## Source document
Pulling string at Warrior Games
By Courtesy Story, Wounded Warrior Regiment
WEST POINT, N.Y. -- Over the hum of flourescent lights, the distinctive “thwip” of arrows being loosed echo through Gillis Field House at the United States Military Academy here, followed by the “thwap” of the arrows hitting the target.
U.S. Marine Corps veteran Christopher McGleinnass, an Orinda, California native, readies his bow for archery practice at the 2016 Department of Defense Warrior Games, a paralympic-style event for wounded, ill and injured Service members from all branches of service.
McGleinnass, a member of the All-Marine Team competing in both archery and shooting, suffered multiple traumatic brain injuries and a chronic case of Meniere’s Disease, which is an inner-ear condition where he suffers from constant vertigo.
“One of the things I’ve learned from doing archery and shooting is that it’s really helped me develop my coping skills, especially archery,” he said.
Participating in adaptive sports such as archery has given McGleinnass the chance to use the relaxation techniques he’s learned during his rehabilitation in a real-world scenario.
“When you get to full draw, you can only hold for so long,” he said. “If I feel things moving and my body tensing up, it gives me an opportunity to practice those things I’ve learned in therapy.”
The Warrior Games have been designed to use adaptive sports to give Service members and veterans a way to supplement their rehabilitation in fun and effective ways.
“I feel like I’ve made more progress doing the adaptive sports through recreational therapy than with traditional therapy,” said McGleinass.
Jessie White, the venue manager for the archery event, has taken steps in order to ensure that the competition runs smoothly and at an Olympic-level caliber.
White, a U.S. Army wounded veteran, competed in the first four Warrior Games as well as the first Invictus Games in London and has drawn on his past experiences in order to make the event as professional as possible.

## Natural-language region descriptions
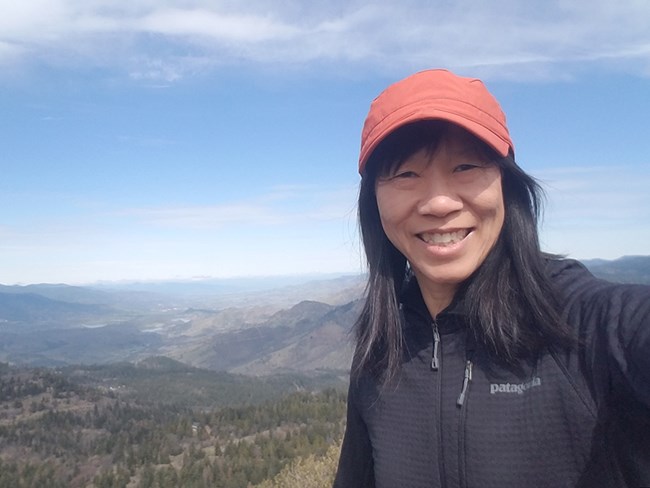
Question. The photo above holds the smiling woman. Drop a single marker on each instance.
(442, 207)
(481, 360)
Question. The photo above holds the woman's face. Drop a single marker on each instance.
(443, 211)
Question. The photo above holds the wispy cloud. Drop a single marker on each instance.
(283, 206)
(169, 40)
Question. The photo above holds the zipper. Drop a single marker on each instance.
(436, 364)
(435, 360)
(462, 405)
(467, 377)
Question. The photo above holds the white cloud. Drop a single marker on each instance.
(176, 38)
(596, 211)
(284, 206)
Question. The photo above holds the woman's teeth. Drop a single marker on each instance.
(445, 239)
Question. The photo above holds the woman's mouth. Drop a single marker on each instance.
(444, 238)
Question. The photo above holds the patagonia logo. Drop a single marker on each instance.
(518, 388)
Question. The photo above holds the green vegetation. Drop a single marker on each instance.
(59, 431)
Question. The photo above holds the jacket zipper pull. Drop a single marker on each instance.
(466, 379)
(435, 361)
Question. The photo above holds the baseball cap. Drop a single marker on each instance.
(436, 94)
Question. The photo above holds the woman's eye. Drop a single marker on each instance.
(405, 174)
(467, 167)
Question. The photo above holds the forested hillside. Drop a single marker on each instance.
(58, 432)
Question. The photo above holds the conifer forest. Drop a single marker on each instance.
(85, 427)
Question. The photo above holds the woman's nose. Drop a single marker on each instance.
(439, 199)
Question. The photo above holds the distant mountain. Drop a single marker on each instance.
(31, 310)
(307, 337)
(628, 269)
(301, 327)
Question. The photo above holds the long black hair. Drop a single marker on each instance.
(508, 302)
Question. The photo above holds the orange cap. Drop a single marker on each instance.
(436, 94)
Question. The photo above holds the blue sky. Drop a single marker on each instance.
(181, 139)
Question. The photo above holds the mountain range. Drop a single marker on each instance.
(255, 329)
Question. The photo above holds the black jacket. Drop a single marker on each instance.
(567, 419)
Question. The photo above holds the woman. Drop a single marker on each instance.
(481, 361)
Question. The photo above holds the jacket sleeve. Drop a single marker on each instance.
(628, 339)
(355, 468)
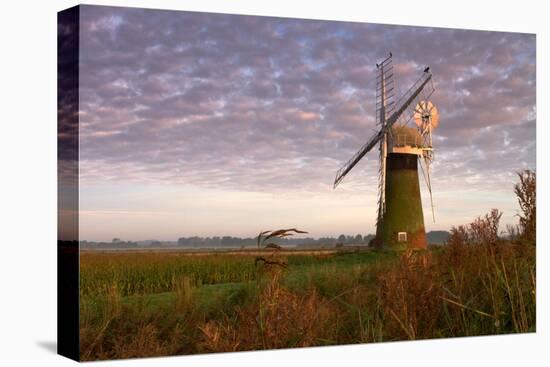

## Brief
Answer these questions from the Warrior Games article.
(a) In which building is the archery practice taking place?
(b) Which inner-ear condition does the archer from Orinda, California, have?
(c) Besides the first four Warrior Games, what event did Jessie White compete in?
You can set the listing aside, since none of it is needed here.

## Answer for this exercise
(a) Gillis Field House at the United States Military Academy
(b) Meniere's Disease
(c) The first Invictus Games in London